Extracted records
'''

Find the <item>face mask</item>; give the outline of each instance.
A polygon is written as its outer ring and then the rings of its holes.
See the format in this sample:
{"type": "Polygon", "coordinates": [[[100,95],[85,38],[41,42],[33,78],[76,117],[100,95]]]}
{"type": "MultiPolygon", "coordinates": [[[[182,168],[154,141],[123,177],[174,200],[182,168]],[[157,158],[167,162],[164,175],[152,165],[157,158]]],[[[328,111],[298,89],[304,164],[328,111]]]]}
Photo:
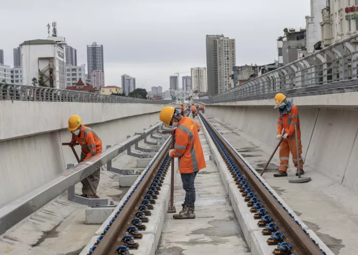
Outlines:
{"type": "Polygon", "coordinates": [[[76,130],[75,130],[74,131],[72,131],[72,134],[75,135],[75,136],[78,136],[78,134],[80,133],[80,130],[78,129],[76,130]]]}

'''
'''

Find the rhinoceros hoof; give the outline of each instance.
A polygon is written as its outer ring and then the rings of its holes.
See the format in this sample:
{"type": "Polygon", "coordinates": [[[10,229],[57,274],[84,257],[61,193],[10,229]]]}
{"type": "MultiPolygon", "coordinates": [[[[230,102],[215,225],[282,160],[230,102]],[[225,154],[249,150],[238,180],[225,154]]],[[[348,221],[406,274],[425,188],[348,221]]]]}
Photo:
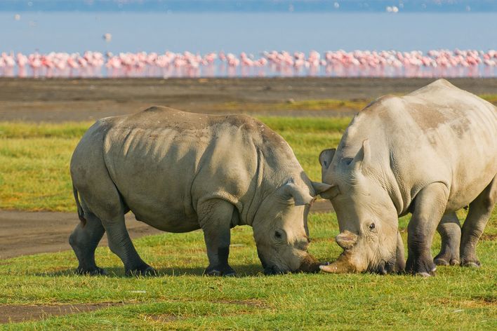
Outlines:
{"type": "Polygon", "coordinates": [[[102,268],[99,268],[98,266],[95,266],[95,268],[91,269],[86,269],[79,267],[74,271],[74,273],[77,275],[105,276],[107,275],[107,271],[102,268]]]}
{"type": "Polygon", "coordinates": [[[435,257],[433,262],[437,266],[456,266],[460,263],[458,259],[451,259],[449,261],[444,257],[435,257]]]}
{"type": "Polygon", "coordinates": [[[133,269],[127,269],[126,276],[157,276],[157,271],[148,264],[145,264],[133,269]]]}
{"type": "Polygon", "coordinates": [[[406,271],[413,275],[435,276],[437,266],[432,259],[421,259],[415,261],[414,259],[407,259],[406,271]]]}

'''

WRITTEN REQUEST:
Which lines in the data above contain the string "Find" with matching case? List each of them.

RESULT OF THE TASK:
Find the <item>face mask</item>; give the outline of each instance.
Find the rhinoceros hoof; give the outline of each instance.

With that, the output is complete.